= TASK A =
Copy out the passage about the meeting house during the pandemic word for word, starting with "The feedback from" and going on through "same for them!".
= TASK B =
Pick up the passage about the meeting house during the pandemic where it stops, and keep writing in the same voice.
Top of SELECTED PASSAGE
We find ourselves in the midst of a pandemic. Nobody expected it, nobody was really prepared, the impact has reached into virtually all aspects of our lives as, one by one, our jobs, activities and social connections closed down.
For a while, the building ‘went to sleep’, and shut down altogether. Weeks went by in empty darkness with the doors closed and locked.
The first sign of life reemerging was when a day care unit for people with additional needs asked if they could open in the meeting room. This organisation provided vital support for users and their families during the stressful lockdown period. We worked out a risk assessment that made the building and garden as safe as possible for vulnerable users to make a home, we were glad to welcome them and to feel that our meeting was reaching out a supportive hand.
The feedback from them was that the building was (and still is!) serving them well. So many times, we have felt our Meeting House wrap itself around us in times of difficulty, so many meetings have been embraced in a deep and close stillness, it is gratifying to think it may be doing the same for them!
As rigorous protocols were established, meetings resumed but with much reduced attendance, as friends who fell into vulnerable categories sensibly continued to shield.
The role of the person on door duty to welcome everybody has changed. Chairs, light switches, door handles and hard surfaces are disinfected before and after meeting. The garden door is opened to allow ventilation, and to let in the last scents and gentle sounds of late Summer and the stirrings of Autumn.
Bottom of SELECTED PASSAGE
Top of DATA EXCERPTS
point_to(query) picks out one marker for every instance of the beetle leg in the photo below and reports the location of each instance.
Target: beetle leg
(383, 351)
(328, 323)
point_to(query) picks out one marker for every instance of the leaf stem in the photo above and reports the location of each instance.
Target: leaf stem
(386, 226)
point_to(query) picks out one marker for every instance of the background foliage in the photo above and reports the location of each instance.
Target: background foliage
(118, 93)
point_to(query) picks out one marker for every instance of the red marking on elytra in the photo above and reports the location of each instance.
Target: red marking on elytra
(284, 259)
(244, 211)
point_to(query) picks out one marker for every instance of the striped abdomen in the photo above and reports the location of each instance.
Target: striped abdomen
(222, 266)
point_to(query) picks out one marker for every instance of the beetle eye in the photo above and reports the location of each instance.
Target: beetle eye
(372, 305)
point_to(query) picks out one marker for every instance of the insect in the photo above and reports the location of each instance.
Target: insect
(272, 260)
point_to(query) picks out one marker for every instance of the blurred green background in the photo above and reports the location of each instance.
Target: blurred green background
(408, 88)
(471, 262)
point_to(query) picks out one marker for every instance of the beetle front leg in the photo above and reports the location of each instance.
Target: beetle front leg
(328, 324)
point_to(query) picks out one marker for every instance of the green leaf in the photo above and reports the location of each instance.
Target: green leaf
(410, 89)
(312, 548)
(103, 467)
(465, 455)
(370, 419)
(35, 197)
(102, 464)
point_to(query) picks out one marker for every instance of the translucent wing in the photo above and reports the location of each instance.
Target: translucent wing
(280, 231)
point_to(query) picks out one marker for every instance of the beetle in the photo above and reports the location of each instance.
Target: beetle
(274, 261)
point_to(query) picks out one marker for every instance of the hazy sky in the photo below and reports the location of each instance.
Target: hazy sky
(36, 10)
Bottom of DATA EXCERPTS
= EXERCISE OUTPUT A =
The feedback from them was that the building was (and still is!) serving them well. So many times, we have felt our Meeting House wrap itself around us in times of difficulty, so many meetings have been embraced in a deep and close stillness, it is gratifying to think it may be doing the same for them!

= EXERCISE OUTPUT B =
Books are not put out, as they are likely to be handled by more than one person.
A candle is set on the table. The candle is used instead of flowers to recognize the fact we share a flame on behalf of those who cannot attend meeting themselves, and for those who have lost loved ones to Covid.
Everything looks simple and bare.
Everything feels Quakerly.
Five chairs are put in a distanced circle. Soft cushions are taken off them and set aside.
Somehow the circular shape feels more inclusive, more connected than the rectangle we are used to.
Friends are welcomed at the door. ‘Have you shown any signs of Covid? Please remember to anti-bac your hands as you go in. It’s so good to see you.’ No one shakes hands, a ‘namaste’ greeting has become our accustomed welcome.
Meeting in silence, the strangeness of masks as well as ‘social distance’, yet joined so closely it feels as if we were holding hands. No one speaks, Advices is rarely read, the sense of sharing our thoughts and reflections so strong that words are not needed.
The candle flickers and glows.
The changes are small, but the meeting feels simple, honest, akin to the meetings early Quakers may have experienced. Things we do ‘because we have always done them’ are set aside. There isn’t room.
Absent friends are held in our hearts. The spaces where they sat feel empty, and weigh on us. There is a sense that the meeting is held on their behalf.
The hour passes, and the end is marked with another namaste.
No tea or biscuit, but somehow this feels right as the circle remains unbroken for a little longer for afterword.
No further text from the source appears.